GOAL => Rewrite every line of the records below, requests included, and offset each box coordinate in the answers by adding 138. Keep the requests and their sample coordinates unchanged.

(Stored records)

* * *

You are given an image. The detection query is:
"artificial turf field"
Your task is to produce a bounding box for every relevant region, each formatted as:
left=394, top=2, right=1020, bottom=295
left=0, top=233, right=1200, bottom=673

* * *

TASK OUTPUT =>
You are given an image. The detection query is:
"artificial turf field"
Your task is to produce a bounding box for every relevant region, each formatted as:
left=394, top=2, right=1020, bottom=295
left=138, top=371, right=1338, bottom=811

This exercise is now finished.